Provided information:
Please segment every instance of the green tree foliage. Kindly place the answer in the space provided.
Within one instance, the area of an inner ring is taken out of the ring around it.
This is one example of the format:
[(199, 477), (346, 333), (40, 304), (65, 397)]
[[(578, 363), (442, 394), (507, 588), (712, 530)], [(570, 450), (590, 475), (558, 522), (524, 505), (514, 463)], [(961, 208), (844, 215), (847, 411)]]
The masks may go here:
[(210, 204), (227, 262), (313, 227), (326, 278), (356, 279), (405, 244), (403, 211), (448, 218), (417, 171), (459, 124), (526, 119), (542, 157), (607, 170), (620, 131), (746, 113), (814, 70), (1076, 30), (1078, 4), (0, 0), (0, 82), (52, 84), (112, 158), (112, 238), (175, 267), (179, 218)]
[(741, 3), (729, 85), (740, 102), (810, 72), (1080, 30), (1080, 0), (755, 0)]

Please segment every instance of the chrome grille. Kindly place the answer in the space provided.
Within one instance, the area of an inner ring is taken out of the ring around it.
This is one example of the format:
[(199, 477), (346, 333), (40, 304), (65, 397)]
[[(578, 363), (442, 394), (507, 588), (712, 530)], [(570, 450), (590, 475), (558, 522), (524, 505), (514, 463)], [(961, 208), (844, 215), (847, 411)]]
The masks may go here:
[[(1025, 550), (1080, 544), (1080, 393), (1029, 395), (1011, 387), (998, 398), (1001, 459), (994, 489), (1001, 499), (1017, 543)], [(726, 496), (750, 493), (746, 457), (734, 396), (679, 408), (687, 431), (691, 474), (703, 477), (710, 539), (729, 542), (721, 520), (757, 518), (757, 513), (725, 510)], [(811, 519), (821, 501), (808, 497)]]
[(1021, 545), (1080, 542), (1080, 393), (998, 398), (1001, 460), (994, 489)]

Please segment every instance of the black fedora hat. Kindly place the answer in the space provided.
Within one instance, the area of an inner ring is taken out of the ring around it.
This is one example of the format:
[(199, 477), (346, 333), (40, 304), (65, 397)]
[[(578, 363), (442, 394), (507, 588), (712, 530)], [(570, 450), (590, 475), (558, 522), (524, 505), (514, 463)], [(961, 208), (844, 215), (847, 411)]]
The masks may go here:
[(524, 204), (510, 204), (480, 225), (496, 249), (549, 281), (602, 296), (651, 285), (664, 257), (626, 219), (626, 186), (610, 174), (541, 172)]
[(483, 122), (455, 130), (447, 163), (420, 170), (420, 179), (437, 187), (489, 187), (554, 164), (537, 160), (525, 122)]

Set task: Lay out every line of the rows above as a Markdown table with the columns "No." and "Line", numbering the lines in order and omitting blank ones.

Full solution:
| No. | Line |
|---|---|
| 1 | Please segment every instance of the green tree foliage. Kindly place the answer in the space provided. |
| 2 | Within one instance, the area of an inner ring is taken out of the ring around it. |
| 3 | This is one example of the format: |
| 4 | [(199, 477), (346, 333), (40, 304), (65, 397)] |
| 5 | [[(578, 363), (442, 394), (507, 588), (712, 530)], [(570, 450), (590, 475), (558, 522), (524, 505), (514, 463)], [(961, 208), (844, 215), (847, 411)]] |
| 6 | The masks may go here: |
| 7 | [(210, 204), (227, 262), (313, 227), (326, 278), (356, 279), (405, 244), (403, 211), (448, 218), (417, 171), (459, 124), (526, 119), (542, 157), (607, 170), (620, 131), (746, 113), (814, 70), (1076, 30), (1078, 4), (0, 0), (0, 82), (52, 84), (112, 158), (112, 238), (175, 267), (179, 218)] |
| 8 | [(741, 3), (729, 85), (740, 102), (810, 72), (1080, 30), (1080, 0), (755, 0)] |
| 9 | Please segment every instance of the chrome grille. Kindly place the answer in the space provided. |
| 10 | Within one instance, the area of an inner ring is taken out of the ring around it. |
| 11 | This is one example of the format: |
| 12 | [(199, 477), (346, 333), (40, 304), (65, 397)] |
| 13 | [[(578, 363), (442, 394), (507, 588), (712, 530)], [(570, 450), (590, 475), (558, 522), (524, 505), (514, 463)], [(961, 208), (844, 215), (847, 411)]] |
| 14 | The masks may go here: |
| 15 | [[(1025, 550), (1080, 544), (1080, 393), (1029, 395), (1011, 387), (998, 398), (1001, 459), (994, 489), (1001, 499), (1017, 543)], [(726, 496), (750, 493), (746, 457), (734, 396), (679, 408), (687, 431), (691, 474), (703, 477), (710, 539), (729, 542), (721, 520), (757, 518), (757, 513), (725, 510)], [(811, 519), (821, 501), (808, 497)]] |
| 16 | [(1021, 545), (1080, 542), (1080, 393), (998, 398), (1001, 460), (994, 489)] |
| 17 | Please segment every instance of the black fedora hat. Kindly place the answer in the space provided. |
| 18 | Within one instance, the area of an inner ring is taken out of the ring around it. |
| 19 | This is one example of the format: |
| 20 | [(199, 477), (346, 333), (40, 304), (65, 397)] |
| 21 | [[(578, 363), (442, 394), (507, 588), (712, 530)], [(570, 450), (590, 475), (558, 522), (524, 505), (514, 463)], [(961, 208), (844, 215), (847, 411)]] |
| 22 | The masks may go here: |
| 23 | [(524, 204), (510, 204), (480, 225), (496, 249), (549, 281), (602, 296), (651, 285), (664, 257), (626, 219), (626, 186), (610, 174), (541, 172)] |
| 24 | [(483, 122), (455, 130), (447, 163), (420, 170), (420, 179), (437, 187), (489, 187), (554, 164), (537, 160), (525, 122)] |